**PROVIDED RECORDS**

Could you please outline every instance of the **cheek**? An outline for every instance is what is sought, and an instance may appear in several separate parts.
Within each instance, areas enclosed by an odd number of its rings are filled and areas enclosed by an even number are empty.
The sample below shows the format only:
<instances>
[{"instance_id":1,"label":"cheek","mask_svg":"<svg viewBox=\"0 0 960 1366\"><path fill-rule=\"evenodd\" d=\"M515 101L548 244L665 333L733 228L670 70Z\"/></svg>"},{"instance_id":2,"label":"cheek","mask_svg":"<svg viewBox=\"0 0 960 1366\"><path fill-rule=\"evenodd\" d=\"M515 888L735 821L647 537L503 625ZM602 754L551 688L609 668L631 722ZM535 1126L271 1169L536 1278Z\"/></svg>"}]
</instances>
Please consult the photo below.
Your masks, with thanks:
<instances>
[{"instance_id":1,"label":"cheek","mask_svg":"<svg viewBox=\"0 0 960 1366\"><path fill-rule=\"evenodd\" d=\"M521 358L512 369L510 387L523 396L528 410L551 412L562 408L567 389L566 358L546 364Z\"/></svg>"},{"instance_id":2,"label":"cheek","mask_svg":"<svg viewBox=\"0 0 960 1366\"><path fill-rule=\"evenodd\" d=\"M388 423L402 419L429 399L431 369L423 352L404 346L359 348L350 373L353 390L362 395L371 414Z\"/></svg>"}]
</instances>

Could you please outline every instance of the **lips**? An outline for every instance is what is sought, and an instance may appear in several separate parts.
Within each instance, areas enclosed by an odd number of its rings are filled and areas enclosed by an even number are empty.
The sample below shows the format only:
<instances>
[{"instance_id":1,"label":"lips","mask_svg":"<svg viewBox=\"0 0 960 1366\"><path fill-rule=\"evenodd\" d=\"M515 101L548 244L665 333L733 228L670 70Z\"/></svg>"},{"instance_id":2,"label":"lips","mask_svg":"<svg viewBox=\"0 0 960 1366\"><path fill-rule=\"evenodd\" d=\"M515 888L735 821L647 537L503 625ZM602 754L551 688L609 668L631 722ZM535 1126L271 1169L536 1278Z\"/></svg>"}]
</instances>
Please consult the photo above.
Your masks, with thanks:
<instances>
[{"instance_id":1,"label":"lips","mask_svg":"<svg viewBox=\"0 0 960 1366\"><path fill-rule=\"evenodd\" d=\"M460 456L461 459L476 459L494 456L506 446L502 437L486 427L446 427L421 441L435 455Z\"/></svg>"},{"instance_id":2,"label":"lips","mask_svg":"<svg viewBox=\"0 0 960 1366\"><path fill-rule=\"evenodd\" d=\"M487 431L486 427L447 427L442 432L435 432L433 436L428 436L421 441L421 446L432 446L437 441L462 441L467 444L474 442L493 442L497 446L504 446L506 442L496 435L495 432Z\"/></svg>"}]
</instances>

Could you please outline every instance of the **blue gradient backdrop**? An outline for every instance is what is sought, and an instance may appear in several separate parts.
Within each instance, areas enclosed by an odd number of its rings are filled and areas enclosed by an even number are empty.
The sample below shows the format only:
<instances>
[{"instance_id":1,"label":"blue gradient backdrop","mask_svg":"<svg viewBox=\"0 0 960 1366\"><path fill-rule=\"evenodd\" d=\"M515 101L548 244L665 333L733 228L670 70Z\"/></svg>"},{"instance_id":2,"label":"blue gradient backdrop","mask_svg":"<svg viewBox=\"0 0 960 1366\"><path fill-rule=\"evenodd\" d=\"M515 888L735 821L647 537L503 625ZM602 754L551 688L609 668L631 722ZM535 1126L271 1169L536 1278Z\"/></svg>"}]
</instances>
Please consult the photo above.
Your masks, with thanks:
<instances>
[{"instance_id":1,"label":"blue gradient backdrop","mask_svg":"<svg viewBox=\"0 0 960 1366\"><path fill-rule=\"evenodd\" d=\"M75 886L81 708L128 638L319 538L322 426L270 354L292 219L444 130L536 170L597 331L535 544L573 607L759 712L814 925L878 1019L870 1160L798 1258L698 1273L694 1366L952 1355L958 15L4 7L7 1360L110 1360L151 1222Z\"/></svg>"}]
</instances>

**HOW TO COMPLETE THIS TASK**
Each line of the listing should be copied exactly.

**ANSWER BOX**
Could you please outline every instance of the **cheek**? An outline for every instance is what is sought, and an instance may appear in several separate parts.
Within each instance, areas enclosed by an odd number of its rings are filled and areas enclosed by an even number are empty.
The sample below shows the format only:
<instances>
[{"instance_id":1,"label":"cheek","mask_svg":"<svg viewBox=\"0 0 960 1366\"><path fill-rule=\"evenodd\" d=\"M515 101L548 244L665 333L733 228L670 70Z\"/></svg>"},{"instance_id":2,"label":"cheek","mask_svg":"<svg viewBox=\"0 0 960 1366\"><path fill-rule=\"evenodd\" d=\"M515 888L735 821L647 537L503 625ZM602 754L551 688L609 668L631 722ZM535 1126L271 1169L536 1278Z\"/></svg>"}]
</instances>
Please consult the photo below.
Your masks, with thanks:
<instances>
[{"instance_id":1,"label":"cheek","mask_svg":"<svg viewBox=\"0 0 960 1366\"><path fill-rule=\"evenodd\" d=\"M521 358L512 369L510 387L523 396L528 410L551 412L562 408L567 389L566 358L546 364Z\"/></svg>"},{"instance_id":2,"label":"cheek","mask_svg":"<svg viewBox=\"0 0 960 1366\"><path fill-rule=\"evenodd\" d=\"M388 423L402 419L429 399L431 369L423 352L404 346L359 348L350 373L353 390L362 395L371 414Z\"/></svg>"}]
</instances>

Could you please outline every instance of the **lips**? An outline for every instance is what is sought, and an instance may appear in several separate parts.
Within each instance, areas enclosed by an odd number of its rings are filled and areas enclosed by an even number are empty.
The sample below shows the format only:
<instances>
[{"instance_id":1,"label":"lips","mask_svg":"<svg viewBox=\"0 0 960 1366\"><path fill-rule=\"evenodd\" d=\"M515 101L548 244L665 333L733 228L670 70Z\"/></svg>"},{"instance_id":2,"label":"lips","mask_svg":"<svg viewBox=\"0 0 960 1366\"><path fill-rule=\"evenodd\" d=\"M515 888L735 821L647 537L503 625ZM602 754L551 688L609 668L631 722ZM535 1126L271 1169L536 1278Z\"/></svg>"}]
</instances>
Please consult the photo above.
Your masks, with thanks:
<instances>
[{"instance_id":1,"label":"lips","mask_svg":"<svg viewBox=\"0 0 960 1366\"><path fill-rule=\"evenodd\" d=\"M460 456L461 459L476 459L494 456L506 446L502 437L486 427L446 427L421 441L435 455Z\"/></svg>"},{"instance_id":2,"label":"lips","mask_svg":"<svg viewBox=\"0 0 960 1366\"><path fill-rule=\"evenodd\" d=\"M487 431L486 427L447 427L442 432L435 432L433 436L428 436L421 441L421 446L432 446L437 441L462 441L467 444L474 442L493 442L497 446L504 446L506 442L496 435L495 432Z\"/></svg>"}]
</instances>

Could you please outline every instance of the **blue gradient backdrop**? An outline for every instance is what is sought, and an instance may appear in several separate parts.
Within each instance, areas enclosed by an odd number of its rings are filled and areas enclosed by an even number are empty.
The sample below shows the format only:
<instances>
[{"instance_id":1,"label":"blue gradient backdrop","mask_svg":"<svg viewBox=\"0 0 960 1366\"><path fill-rule=\"evenodd\" d=\"M515 101L548 244L665 333L733 228L670 70Z\"/></svg>"},{"instance_id":2,"label":"blue gradient backdrop","mask_svg":"<svg viewBox=\"0 0 960 1366\"><path fill-rule=\"evenodd\" d=\"M515 888L735 821L647 537L503 625ZM602 754L551 688L609 668L631 722ZM535 1126L271 1169L536 1278Z\"/></svg>"}]
</instances>
Please consult the photo above.
Your masks, with thanks:
<instances>
[{"instance_id":1,"label":"blue gradient backdrop","mask_svg":"<svg viewBox=\"0 0 960 1366\"><path fill-rule=\"evenodd\" d=\"M75 886L81 708L128 638L319 538L322 426L270 354L292 219L444 130L536 170L597 331L535 544L573 607L759 712L814 925L878 1019L870 1160L798 1258L698 1273L694 1366L952 1355L958 15L4 7L7 1360L110 1360L151 1222Z\"/></svg>"}]
</instances>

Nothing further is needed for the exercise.